:: AIM OF THE TASK ::
Copy the data from the line with "of the halved" up to and including the line with "[(261, 269), (67, 339)]". Scale every point coordinate in the answers by 1.35, rounding to whole numbers with halves rounded up, and leave all other wording and numbers unchanged.
****************
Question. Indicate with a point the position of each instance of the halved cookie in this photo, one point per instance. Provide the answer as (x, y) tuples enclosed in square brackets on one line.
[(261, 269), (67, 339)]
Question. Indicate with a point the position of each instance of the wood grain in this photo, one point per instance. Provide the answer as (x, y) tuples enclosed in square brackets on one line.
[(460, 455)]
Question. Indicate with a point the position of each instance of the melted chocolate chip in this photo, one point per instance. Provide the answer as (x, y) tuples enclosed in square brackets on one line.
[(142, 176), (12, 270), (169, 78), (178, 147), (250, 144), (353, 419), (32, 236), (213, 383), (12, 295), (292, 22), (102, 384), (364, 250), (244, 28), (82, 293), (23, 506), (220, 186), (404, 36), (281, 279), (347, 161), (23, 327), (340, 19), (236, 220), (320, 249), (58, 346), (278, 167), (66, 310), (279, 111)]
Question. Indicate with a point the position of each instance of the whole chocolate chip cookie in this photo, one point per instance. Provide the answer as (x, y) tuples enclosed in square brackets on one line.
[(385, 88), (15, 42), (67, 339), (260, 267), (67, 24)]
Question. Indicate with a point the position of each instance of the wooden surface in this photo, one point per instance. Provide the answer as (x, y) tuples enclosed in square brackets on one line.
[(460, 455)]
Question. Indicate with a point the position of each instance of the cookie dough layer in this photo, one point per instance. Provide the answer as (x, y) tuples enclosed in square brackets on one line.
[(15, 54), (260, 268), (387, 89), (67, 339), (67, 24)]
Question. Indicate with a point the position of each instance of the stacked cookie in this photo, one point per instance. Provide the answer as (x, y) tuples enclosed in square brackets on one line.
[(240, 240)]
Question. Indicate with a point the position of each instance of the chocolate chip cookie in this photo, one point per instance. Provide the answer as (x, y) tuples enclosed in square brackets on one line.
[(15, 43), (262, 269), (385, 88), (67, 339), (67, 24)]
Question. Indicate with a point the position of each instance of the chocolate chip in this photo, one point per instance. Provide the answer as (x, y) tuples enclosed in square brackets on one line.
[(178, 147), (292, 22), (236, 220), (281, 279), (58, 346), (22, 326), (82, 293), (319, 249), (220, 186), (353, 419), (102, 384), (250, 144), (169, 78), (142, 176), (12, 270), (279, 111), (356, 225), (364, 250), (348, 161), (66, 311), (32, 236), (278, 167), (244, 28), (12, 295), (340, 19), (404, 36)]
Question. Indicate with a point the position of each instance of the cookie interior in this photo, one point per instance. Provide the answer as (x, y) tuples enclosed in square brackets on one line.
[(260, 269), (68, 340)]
****************
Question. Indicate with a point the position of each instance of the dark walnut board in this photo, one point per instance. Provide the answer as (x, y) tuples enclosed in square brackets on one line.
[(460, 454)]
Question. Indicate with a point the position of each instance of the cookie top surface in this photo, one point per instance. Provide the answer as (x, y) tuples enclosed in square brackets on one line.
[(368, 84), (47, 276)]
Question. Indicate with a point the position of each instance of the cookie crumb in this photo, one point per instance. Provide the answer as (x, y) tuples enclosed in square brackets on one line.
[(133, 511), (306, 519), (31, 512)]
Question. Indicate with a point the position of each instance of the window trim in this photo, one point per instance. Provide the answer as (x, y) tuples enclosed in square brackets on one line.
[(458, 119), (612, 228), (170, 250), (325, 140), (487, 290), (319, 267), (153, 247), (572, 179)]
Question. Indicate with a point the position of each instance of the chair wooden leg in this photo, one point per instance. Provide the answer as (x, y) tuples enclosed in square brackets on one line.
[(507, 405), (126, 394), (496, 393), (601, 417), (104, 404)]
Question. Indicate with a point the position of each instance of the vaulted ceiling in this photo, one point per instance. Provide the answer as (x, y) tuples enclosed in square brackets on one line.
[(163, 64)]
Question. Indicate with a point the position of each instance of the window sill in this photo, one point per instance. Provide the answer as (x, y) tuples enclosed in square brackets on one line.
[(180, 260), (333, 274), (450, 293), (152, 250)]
****************
:: CORRECT ANSWER ::
Question. Indicate with a point the position of each instance of the halved cookie in this photo, one point per instance. Provide the answer as (x, y) tuples enclosed in square brackets on one line.
[(352, 363), (90, 458)]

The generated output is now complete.